- [Job] The records that follow are to be transcribed in full, without their images.

Data records:
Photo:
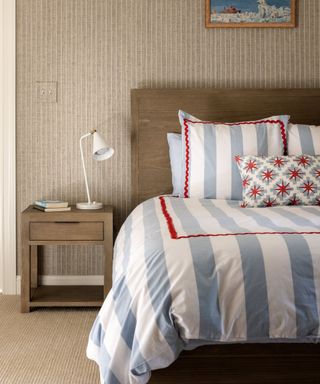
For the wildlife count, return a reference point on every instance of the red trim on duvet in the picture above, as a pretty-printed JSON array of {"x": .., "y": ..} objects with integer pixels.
[
  {"x": 174, "y": 235},
  {"x": 187, "y": 142}
]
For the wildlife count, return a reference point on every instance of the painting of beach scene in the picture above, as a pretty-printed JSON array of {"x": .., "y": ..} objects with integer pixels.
[{"x": 250, "y": 13}]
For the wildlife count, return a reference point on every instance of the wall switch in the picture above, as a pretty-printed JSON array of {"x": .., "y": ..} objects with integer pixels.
[{"x": 47, "y": 91}]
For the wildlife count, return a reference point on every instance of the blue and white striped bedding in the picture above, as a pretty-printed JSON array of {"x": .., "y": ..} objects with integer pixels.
[
  {"x": 190, "y": 272},
  {"x": 303, "y": 139}
]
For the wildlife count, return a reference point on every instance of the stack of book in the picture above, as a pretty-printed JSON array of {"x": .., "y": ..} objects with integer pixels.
[{"x": 51, "y": 205}]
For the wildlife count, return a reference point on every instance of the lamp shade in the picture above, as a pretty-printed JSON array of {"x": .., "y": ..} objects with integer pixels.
[{"x": 100, "y": 150}]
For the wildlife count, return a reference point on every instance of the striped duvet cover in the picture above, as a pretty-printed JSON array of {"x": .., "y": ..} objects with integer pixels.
[{"x": 189, "y": 272}]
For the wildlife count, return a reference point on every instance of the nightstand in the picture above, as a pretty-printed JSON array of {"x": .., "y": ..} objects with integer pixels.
[{"x": 75, "y": 227}]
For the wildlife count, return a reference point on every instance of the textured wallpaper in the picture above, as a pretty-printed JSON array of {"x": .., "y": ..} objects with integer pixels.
[{"x": 97, "y": 50}]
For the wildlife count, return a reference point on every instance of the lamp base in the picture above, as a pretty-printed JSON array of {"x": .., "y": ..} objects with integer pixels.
[{"x": 93, "y": 205}]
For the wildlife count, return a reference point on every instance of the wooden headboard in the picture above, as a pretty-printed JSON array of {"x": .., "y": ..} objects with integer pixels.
[{"x": 154, "y": 113}]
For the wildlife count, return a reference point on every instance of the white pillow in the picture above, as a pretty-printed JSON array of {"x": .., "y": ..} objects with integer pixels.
[{"x": 209, "y": 148}]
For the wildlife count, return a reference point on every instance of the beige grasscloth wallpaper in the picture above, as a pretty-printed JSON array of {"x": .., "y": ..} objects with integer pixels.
[{"x": 97, "y": 50}]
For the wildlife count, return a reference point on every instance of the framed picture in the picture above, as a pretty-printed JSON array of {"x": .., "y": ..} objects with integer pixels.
[{"x": 250, "y": 13}]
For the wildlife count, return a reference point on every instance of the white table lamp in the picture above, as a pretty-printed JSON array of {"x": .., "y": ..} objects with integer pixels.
[{"x": 100, "y": 151}]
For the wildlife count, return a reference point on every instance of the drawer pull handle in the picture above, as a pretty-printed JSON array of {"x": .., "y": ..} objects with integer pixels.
[{"x": 67, "y": 222}]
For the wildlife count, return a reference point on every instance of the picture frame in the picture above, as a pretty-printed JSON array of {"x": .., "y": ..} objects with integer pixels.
[{"x": 250, "y": 13}]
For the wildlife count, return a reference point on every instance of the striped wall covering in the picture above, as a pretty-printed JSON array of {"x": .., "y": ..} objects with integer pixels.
[{"x": 97, "y": 50}]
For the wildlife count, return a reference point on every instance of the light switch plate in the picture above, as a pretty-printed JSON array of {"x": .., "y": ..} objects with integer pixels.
[{"x": 47, "y": 91}]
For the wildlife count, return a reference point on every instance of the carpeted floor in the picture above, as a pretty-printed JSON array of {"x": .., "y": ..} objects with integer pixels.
[{"x": 46, "y": 346}]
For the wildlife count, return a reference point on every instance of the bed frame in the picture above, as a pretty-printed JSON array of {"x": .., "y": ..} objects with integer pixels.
[{"x": 154, "y": 113}]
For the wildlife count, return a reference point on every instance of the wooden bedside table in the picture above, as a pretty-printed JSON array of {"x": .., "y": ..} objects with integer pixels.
[{"x": 75, "y": 227}]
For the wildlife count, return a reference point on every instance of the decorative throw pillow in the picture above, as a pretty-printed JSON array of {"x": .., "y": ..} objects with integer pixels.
[
  {"x": 303, "y": 139},
  {"x": 280, "y": 180},
  {"x": 208, "y": 150},
  {"x": 175, "y": 155}
]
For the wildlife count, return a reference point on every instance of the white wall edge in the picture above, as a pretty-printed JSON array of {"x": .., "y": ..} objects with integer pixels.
[
  {"x": 66, "y": 280},
  {"x": 8, "y": 146}
]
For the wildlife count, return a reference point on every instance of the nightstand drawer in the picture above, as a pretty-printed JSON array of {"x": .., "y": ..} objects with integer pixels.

- [Final result]
Photo:
For the wildlife count, return a reference point on every instance of the red trim on duvet in the picture above, as a pretty-printed JSON array of {"x": .., "y": ..} objects with integer pixels.
[
  {"x": 174, "y": 235},
  {"x": 187, "y": 142}
]
For the wildlife count, return a reference point on every instance of the painting of beach scene in the picture above, as a pretty-printed JSON array of {"x": .., "y": ..} objects with integer pixels.
[{"x": 250, "y": 13}]
For the wildlife count, return a reference point on every instance of the wall switch in the picture above, as a pretty-printed JSON array of {"x": .., "y": ..} objects with integer pixels.
[{"x": 47, "y": 91}]
For the wildlife count, return a reference point on every instance of the blue and white striped bedding in the picture above, as a pretty-printed JSON array of {"x": .., "y": ..} objects with integer pixels.
[
  {"x": 190, "y": 272},
  {"x": 303, "y": 139}
]
For the wildlife count, return a reference point on every instance of the stack of book in the picture above, as a pretty-printed JSON array of {"x": .., "y": ..} objects with integer pixels.
[{"x": 51, "y": 205}]
For the wildlife count, return a reference point on every instance of the lamp shade in the picture above, as a pretty-printed JSON array of {"x": .., "y": ..} objects with integer pixels.
[{"x": 100, "y": 150}]
For the wildlife count, return a reference point on every instance of the striped duvet cover in the picture above, as a pretty-printed JSON array of {"x": .., "y": ..} objects with integer pixels.
[{"x": 189, "y": 272}]
For the wildlife count, return a reference point on every instance of the nightstand in the picture above, as a pretty-printed JSON array of {"x": .., "y": ..} objects with integer pixels.
[{"x": 75, "y": 227}]
For the wildlife count, return a reference point on every instance of the textured wallpaper in the picture above, as a pretty-printed JSON array of {"x": .., "y": ..} objects with integer pixels.
[{"x": 97, "y": 50}]
For the wildlife count, return a reference point on every instance of the lamp base in the picture above, as a pretty-printed JSON array of {"x": .., "y": ..} objects with integer pixels.
[{"x": 93, "y": 205}]
For the wildlife count, return a reference point on every instance of the wooden headboard in the picture above, as a pretty-printed JSON array of {"x": .., "y": ..} objects with integer pixels.
[{"x": 154, "y": 113}]
For the wildlife count, return a reference point on every instance of the white pillow in the picture above, as a pretty-printed JSON array of {"x": .., "y": ..} objects with integer pixels.
[{"x": 209, "y": 148}]
For the wildlife count, return a reference point on every instance of the beige grasscloth wallpaper in the picture above, as a pretty-printed JSON array of {"x": .., "y": ..} objects with integer pixels.
[{"x": 97, "y": 50}]
For the wildlife count, return a reference point on every instance of the framed picture in the picture above, as a pretty-printed JSON array of {"x": .., "y": ..} objects with integer pixels.
[{"x": 250, "y": 13}]
For the wildlife count, return a reference point on every instance of the white table lamp in the picture above, as a pretty-printed JSON array of {"x": .., "y": ..} objects with integer pixels.
[{"x": 100, "y": 151}]
For the wildlife count, return a reference point on every instance of the drawer pull handle in the picture above, as a pretty-printed JSON array of {"x": .., "y": ..} objects with integer pixels.
[{"x": 67, "y": 222}]
For the wildlife count, return a reference point on every instance of the picture frame in the picture above, as a pretty-printed JSON array of {"x": .., "y": ..} objects with integer pixels.
[{"x": 250, "y": 13}]
For the wildlife count, return a reference point on every instance of the striped wall covering in the picture above, as a pretty-printed JSON array of {"x": .., "y": ..} objects with integer pixels.
[{"x": 97, "y": 50}]
For the wildlife count, return a reference point on every instance of the light switch plate in the picture above, as a pretty-printed JSON array of {"x": .., "y": ..} objects with integer pixels.
[{"x": 47, "y": 91}]
For the wildlife count, return a reference point on every instance of the carpeted floor in the picture above, as a pretty-printed JSON array of {"x": .., "y": ..} objects with integer pixels.
[{"x": 46, "y": 346}]
For the wildlife count, return a reference point on every instance of the bed frame in the picture above, as a pretty-printed JSON array of {"x": .., "y": ..} objects with integer pixels.
[{"x": 154, "y": 113}]
For the wildlife count, return a reference point on every instance of the wooden bedside table in the picture above, as a pretty-printed JSON array of {"x": .., "y": ..} objects with integer pixels.
[{"x": 75, "y": 227}]
For the wildlife count, return a reference point on every instance of the decorative throw pillow in the picture above, as a pretty-printed JSON array of {"x": .., "y": ..} objects with integer pixels.
[
  {"x": 303, "y": 139},
  {"x": 280, "y": 180},
  {"x": 208, "y": 150},
  {"x": 175, "y": 155}
]
For the wildlife count, return a reference point on every instance of the white wall edge in the picture above, as a pretty-printed JSON array of {"x": .., "y": ..} objects with integer pixels.
[
  {"x": 66, "y": 280},
  {"x": 8, "y": 146}
]
For the wildlife count, return a reference point on every instance of the nightstand drawer in the picture above, as a pretty-printed JSON array of {"x": .., "y": ..} objects with integer pixels.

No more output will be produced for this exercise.